Consigne:
Recopiez le passage du texte sur l'opéra vériste compris entre "Deux questions relevées" et "le plan musical.", inclus, en remplaçant "princes" par "rois".

Document:
Qu'appelle-t-on opéra vériste ? Peut-on y rattacher Tosca ?

Deux questions relevées aujourd'hui par les lutins, et auxquelles Carnets sur sol va s'employer à répondre pour tâcher de lever les ambiguïtés nombreuses qui pèsent sur cette notion.


L'opéra vériste est spécifiquement italien, mais a connu des ramifications vers la France (et dans une moindre mesure l'Allemagne).

Il prend place après l'époque verdienne (au cours de la fin du XIXe siècle) [1], et constitue le versant musical du courant littéraire du vérisme, qui rend compte de la vie réelle des pauvres gens. Au départ, il s'agit donc de se désintéresser de la vie des princes pour se tourner du côté des gens simples, dont on va présenter la vie telle qu'elle est.

On présente souvent, et avec quelque raison, I Pagliacci de Leoncavallo et Cavalleria Rusticana de Mascagni comme les manifestes du genre sur le plan musical.

Données fournies:
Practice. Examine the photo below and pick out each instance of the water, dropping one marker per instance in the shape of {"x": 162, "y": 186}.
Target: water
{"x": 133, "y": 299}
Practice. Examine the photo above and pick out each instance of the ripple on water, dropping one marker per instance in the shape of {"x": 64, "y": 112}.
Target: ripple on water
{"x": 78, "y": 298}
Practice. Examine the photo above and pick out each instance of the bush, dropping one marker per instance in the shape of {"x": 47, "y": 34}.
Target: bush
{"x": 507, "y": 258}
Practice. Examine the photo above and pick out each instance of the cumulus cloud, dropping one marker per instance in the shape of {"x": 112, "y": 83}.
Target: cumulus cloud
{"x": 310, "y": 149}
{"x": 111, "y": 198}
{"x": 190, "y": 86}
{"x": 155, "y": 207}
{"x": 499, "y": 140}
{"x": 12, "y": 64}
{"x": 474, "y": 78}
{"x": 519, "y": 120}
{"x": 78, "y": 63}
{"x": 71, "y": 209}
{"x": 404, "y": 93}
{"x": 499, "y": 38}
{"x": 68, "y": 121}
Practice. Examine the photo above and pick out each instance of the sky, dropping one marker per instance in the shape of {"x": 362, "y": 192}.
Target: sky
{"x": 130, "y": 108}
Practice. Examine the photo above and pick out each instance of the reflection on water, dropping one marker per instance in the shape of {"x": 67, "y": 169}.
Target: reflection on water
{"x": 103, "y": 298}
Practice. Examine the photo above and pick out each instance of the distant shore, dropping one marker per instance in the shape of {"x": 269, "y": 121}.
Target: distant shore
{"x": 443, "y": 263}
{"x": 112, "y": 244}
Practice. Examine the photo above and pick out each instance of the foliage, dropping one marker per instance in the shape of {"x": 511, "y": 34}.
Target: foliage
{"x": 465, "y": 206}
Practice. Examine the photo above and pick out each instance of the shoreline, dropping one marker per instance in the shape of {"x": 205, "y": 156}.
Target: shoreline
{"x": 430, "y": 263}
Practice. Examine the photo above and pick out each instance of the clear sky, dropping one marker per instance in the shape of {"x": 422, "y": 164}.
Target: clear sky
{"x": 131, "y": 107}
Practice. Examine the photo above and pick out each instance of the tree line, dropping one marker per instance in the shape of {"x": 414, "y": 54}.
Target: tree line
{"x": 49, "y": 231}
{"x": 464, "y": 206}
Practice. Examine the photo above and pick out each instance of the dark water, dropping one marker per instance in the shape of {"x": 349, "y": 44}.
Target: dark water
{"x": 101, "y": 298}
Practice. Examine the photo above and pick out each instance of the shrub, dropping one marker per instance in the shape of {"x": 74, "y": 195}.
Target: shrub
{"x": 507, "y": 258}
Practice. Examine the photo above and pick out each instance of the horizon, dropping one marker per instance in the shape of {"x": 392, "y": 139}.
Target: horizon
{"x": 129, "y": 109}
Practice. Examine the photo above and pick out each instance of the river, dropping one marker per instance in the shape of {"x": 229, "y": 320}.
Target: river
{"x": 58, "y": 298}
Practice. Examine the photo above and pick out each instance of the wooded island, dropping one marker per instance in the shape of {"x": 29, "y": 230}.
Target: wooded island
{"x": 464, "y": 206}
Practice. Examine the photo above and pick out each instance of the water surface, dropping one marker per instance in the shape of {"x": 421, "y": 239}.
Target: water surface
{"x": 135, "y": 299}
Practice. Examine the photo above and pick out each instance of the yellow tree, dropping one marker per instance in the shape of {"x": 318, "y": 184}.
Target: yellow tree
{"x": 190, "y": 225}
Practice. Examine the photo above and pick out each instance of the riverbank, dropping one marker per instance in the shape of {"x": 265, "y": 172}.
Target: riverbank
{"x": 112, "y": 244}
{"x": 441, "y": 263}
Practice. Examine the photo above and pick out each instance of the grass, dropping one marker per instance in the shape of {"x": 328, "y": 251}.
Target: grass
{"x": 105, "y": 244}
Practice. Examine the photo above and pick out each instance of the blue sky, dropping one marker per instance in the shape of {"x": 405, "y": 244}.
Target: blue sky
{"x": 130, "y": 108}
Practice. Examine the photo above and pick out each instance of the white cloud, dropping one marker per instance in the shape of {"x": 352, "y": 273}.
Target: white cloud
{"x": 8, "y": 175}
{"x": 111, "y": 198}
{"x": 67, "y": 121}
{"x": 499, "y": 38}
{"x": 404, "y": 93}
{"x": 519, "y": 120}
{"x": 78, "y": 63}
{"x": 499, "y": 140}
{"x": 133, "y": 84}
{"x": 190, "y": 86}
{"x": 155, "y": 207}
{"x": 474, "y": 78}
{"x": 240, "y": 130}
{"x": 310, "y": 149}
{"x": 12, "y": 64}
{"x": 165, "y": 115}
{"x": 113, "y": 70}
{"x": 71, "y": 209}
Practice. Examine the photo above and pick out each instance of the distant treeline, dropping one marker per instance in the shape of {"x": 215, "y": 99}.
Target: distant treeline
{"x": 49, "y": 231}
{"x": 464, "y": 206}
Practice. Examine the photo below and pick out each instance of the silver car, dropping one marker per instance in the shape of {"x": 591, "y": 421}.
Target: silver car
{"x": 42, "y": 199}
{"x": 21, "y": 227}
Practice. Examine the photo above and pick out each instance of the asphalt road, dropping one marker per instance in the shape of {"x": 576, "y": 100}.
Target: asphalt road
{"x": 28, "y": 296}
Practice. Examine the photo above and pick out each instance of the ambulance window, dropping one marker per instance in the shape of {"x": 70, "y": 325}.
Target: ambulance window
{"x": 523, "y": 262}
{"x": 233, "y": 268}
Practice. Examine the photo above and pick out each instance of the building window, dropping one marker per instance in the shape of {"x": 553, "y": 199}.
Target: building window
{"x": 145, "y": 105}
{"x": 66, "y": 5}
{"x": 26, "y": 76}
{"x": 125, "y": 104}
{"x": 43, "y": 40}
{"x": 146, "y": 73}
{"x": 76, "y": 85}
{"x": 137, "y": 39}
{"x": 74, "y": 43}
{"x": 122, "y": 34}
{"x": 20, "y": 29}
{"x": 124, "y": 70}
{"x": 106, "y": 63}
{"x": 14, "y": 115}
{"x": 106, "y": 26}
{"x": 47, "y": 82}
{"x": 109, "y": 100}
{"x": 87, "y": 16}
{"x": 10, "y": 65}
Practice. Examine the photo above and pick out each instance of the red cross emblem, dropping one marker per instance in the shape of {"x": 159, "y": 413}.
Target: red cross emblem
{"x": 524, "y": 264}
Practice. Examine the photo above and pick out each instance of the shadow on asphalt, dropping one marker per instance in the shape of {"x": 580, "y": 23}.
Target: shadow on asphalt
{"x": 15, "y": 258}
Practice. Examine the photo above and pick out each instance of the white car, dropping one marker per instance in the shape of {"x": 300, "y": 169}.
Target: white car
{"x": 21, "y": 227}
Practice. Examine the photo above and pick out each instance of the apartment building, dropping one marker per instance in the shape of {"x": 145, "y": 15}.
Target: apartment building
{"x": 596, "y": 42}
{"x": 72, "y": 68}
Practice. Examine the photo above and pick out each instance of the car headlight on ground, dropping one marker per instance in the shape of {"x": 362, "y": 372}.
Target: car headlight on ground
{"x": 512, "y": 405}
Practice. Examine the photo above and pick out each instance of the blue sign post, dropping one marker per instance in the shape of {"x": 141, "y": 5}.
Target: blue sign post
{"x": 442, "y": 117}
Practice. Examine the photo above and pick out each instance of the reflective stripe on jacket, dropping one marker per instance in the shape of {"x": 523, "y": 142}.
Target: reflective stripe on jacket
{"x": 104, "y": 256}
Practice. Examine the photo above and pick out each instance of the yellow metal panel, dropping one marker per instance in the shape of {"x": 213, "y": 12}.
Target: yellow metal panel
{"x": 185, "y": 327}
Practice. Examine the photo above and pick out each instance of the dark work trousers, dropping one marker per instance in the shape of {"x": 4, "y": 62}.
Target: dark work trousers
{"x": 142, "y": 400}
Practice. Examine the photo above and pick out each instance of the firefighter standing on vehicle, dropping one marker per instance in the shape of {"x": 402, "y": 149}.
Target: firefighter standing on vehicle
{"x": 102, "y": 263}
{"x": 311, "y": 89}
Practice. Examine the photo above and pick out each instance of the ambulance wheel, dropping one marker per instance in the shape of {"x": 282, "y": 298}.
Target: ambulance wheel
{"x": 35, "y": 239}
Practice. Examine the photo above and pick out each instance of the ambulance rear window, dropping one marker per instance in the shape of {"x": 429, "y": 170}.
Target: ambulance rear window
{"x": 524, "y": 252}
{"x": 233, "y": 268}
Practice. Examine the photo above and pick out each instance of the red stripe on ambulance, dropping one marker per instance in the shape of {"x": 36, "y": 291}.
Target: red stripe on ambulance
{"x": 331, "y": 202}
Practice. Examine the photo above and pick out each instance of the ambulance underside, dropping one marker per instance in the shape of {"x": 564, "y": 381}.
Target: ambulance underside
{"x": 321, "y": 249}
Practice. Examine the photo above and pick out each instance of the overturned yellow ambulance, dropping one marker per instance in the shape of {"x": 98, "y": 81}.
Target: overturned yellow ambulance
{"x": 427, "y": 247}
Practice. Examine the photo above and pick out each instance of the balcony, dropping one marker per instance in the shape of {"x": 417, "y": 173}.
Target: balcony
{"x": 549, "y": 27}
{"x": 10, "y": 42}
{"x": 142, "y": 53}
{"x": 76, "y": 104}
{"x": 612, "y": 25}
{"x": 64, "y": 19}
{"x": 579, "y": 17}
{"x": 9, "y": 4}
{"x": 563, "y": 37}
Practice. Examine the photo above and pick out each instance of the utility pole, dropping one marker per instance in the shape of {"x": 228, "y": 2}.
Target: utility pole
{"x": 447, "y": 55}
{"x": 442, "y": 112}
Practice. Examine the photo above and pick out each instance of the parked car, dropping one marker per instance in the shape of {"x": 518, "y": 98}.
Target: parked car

Corrigé:
Deux questions relevées aujourd'hui par les lutins, et auxquelles Carnets sur sol va s'employer à répondre pour tâcher de lever les ambiguïtés nombreuses qui pèsent sur cette notion.


L'opéra vériste est spécifiquement italien, mais a connu des ramifications vers la France (et dans une moindre mesure l'Allemagne).

Il prend place après l'époque verdienne (au cours de la fin du XIXe siècle) [1], et constitue le versant musical du courant littéraire du vérisme, qui rend compte de la vie réelle des pauvres gens. Au départ, il s'agit donc de se désintéresser de la vie des rois pour se tourner du côté des gens simples, dont on va présenter la vie telle qu'elle est.

On présente souvent, et avec quelque raison, I Pagliacci de Leoncavallo et Cavalleria Rusticana de Mascagni comme les manifestes du genre sur le plan musical.